(Spatial localization data)
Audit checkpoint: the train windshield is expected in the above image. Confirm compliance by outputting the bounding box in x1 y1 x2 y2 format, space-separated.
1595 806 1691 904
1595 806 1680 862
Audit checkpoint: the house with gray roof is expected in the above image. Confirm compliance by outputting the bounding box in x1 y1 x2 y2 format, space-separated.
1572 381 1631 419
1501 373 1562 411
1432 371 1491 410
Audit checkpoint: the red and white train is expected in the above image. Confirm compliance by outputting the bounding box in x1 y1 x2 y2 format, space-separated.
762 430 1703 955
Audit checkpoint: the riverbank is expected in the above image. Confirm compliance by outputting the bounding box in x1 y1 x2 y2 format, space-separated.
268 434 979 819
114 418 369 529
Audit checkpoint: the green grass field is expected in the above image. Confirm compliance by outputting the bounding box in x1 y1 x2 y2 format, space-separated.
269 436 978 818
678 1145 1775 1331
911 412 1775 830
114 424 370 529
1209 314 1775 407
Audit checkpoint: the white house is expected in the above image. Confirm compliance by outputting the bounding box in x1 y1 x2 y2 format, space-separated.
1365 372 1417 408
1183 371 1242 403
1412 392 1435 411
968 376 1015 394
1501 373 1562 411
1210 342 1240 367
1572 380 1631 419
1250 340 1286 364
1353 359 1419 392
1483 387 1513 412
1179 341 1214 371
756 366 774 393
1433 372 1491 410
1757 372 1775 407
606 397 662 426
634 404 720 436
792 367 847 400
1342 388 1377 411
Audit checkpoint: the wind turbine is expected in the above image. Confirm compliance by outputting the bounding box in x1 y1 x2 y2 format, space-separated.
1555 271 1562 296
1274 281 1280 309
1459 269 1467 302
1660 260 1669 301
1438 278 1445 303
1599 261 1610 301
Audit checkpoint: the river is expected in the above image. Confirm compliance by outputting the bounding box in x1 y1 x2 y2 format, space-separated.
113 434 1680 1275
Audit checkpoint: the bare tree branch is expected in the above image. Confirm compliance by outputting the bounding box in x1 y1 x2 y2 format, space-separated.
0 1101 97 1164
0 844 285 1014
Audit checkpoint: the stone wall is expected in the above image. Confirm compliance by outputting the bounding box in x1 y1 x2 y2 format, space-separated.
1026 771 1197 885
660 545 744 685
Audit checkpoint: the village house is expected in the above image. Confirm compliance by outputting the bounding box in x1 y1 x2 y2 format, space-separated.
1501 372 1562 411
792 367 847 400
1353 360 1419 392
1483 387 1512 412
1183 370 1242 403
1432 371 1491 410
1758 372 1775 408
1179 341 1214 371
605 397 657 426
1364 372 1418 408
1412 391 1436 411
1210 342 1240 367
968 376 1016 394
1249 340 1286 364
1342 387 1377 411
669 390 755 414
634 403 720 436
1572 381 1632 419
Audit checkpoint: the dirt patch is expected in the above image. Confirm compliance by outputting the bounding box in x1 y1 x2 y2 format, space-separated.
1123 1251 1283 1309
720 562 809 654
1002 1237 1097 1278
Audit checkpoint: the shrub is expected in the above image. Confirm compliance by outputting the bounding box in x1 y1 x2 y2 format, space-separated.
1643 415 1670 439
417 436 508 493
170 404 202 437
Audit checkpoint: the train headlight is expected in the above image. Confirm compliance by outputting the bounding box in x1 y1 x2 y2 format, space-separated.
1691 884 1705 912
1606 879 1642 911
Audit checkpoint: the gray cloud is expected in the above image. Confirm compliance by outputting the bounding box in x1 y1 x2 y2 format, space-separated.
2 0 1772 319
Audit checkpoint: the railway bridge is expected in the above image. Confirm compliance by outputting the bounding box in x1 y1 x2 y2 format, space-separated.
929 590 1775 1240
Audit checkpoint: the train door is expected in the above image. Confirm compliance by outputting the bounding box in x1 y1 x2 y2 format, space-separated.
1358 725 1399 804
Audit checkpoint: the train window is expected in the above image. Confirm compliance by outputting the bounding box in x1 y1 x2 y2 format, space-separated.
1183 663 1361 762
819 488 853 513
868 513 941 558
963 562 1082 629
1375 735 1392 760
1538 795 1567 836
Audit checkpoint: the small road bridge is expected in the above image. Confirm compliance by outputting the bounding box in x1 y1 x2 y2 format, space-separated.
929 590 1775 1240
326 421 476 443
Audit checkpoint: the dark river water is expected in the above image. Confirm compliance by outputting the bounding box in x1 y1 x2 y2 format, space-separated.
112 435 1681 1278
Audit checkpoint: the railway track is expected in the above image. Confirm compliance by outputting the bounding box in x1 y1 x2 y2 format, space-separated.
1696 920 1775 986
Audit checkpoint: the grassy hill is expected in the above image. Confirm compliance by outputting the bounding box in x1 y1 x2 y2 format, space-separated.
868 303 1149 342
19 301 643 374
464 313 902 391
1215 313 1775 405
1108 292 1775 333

__What is expected__
Exactly as given, set down all of the lines above.

__Task response__
Audit checkpoint: the train windshield is expected in the above image. Confirm compliance by outputting the bounding box in x1 y1 x2 y2 format, space-separated.
1595 806 1691 904
1595 806 1680 862
Audit checkpoint: the house with gray roof is expected in the above image. Confirm compliance by outputting the bounding box in x1 y1 x2 y2 format, space-separated.
1572 381 1631 419
1501 373 1562 411
1432 371 1491 410
Audit checkpoint: the red and white train is expected in the above image. Confirm compliance by outputting the bounding box in x1 y1 x2 y2 format, space-separated.
762 430 1703 955
Audit checkpoint: the riverbank is expected in the above image. Confirm compliance by outputting the bounding box in x1 y1 x2 y2 format, space-separated.
268 434 979 819
114 418 369 529
Audit checkpoint: the green grass field is expected in the above image. Confirm compliance by outputting the bounding box in x1 y1 x2 y2 format, space-separated.
269 436 978 818
678 1145 1775 1331
911 412 1775 830
114 424 370 529
1209 314 1775 407
Audit checkpoint: the white house is expected in the above image. Confirm compliance by outputting the bounding box in x1 y1 x2 y2 format, space-separated.
1365 372 1417 408
1183 371 1242 403
1412 392 1435 411
968 376 1015 394
1501 373 1562 411
1210 342 1240 367
1572 380 1631 419
1250 340 1286 364
1353 359 1419 392
1483 387 1513 412
1179 341 1214 371
756 366 774 393
1433 372 1491 410
1757 372 1775 407
606 397 662 426
634 404 720 436
792 367 847 400
1342 388 1377 411
Audit checkpoint: the wind turbine is expected in the above image. Confirm compliance by outputting the bounding box in x1 y1 x2 y2 format, space-separated.
1555 271 1562 296
1274 281 1280 309
1459 269 1467 302
1660 260 1669 301
1438 278 1445 303
1599 261 1610 301
Audit checkpoint: the river is expected in the above image. Confirm compliance by outputting the bounding box in x1 y1 x2 y2 format, space-separated.
113 434 1680 1275
Audit checkpoint: the bare tree branch is expected in the above image. Confirm compliance by outputting the bounding box in x1 y1 x2 y2 format, space-separated.
0 1101 97 1164
0 844 285 1014
Audit checkpoint: the stone wall is expected in the above image. Confirm compliance by outputting the bounding box in x1 y1 x2 y2 format, space-separated.
1026 771 1197 885
660 545 744 685
Audit checkpoint: the village house is expected in the above image. Confirm compliance by outputting the bounding box in x1 y1 x2 y2 format, space-separated.
1501 372 1562 411
792 367 847 400
1353 360 1419 392
1483 387 1512 412
1183 370 1242 403
1432 371 1491 410
1758 372 1775 408
1179 341 1214 371
605 397 657 426
1364 372 1418 408
1412 391 1436 411
1210 342 1240 367
968 376 1016 394
1249 340 1286 364
1342 387 1377 411
669 390 755 414
634 403 720 436
1572 381 1632 419
Audit checkpoint: the dirt patch is expected in the above image. Confirm compliance by outputting the bounding box in x1 y1 x2 y2 format, space-separated.
1123 1251 1283 1309
720 562 809 654
1002 1237 1097 1278
Audit checkpoint: the shrub is expected in the above image. Confirm compliance by outputting the bounding box in x1 y1 x2 y2 format, space-separated.
1643 415 1670 439
417 436 508 493
170 404 202 437
Audit checkpoint: the train headlight is expected in the above image. Confirm compliance by outputting the bounding box in x1 y1 x2 y2 format, space-separated.
1691 884 1705 912
1606 879 1642 911
Audit checkpoint: the gray cloud is expected in the above image. Confirm compliance by outputting the bounding box in x1 y1 x2 y2 format, space-separated.
2 0 1772 319
Audit checkpoint: the railway bridge is expected in the above image. Confirm compliance by outputting the bounding box in x1 y1 x2 y2 format, space-separated.
929 590 1775 1240
Audit checkpoint: the train door is expected in the above image. Confirm compliance by outputting the bounding box in x1 y1 x2 y2 format, space-separated.
1358 725 1399 804
Audit checkpoint: the train window is expected in the above image. Confirm compliance by outputting the bounding box in x1 y1 x2 y2 format, space-separated.
1183 663 1361 762
819 488 853 513
868 513 941 558
963 562 1082 629
1375 735 1392 760
1538 795 1567 836
Audit checkpoint: the small road bridge is expected in the above image. Confirm compliance by outputting the bounding box in x1 y1 x2 y2 format, space-separated.
929 590 1775 1240
326 421 476 443
Audit checkpoint: the dark river water is expected in the above image. Confirm compliance by outputting the bounding box in x1 y1 x2 y2 format, space-separated.
112 435 1681 1278
Audit checkpoint: the railway track is expected in the above image. Confirm compliance by outputting the bounding box in x1 y1 x2 y2 format, space-separated.
1696 920 1775 986
Audit checkpoint: the grassy hill is expected in the above image. Confirm compliance by outputting the bounding box in x1 y1 x2 y2 format, space-separated.
868 303 1149 342
19 301 643 374
464 313 902 391
1215 313 1775 405
1108 292 1775 333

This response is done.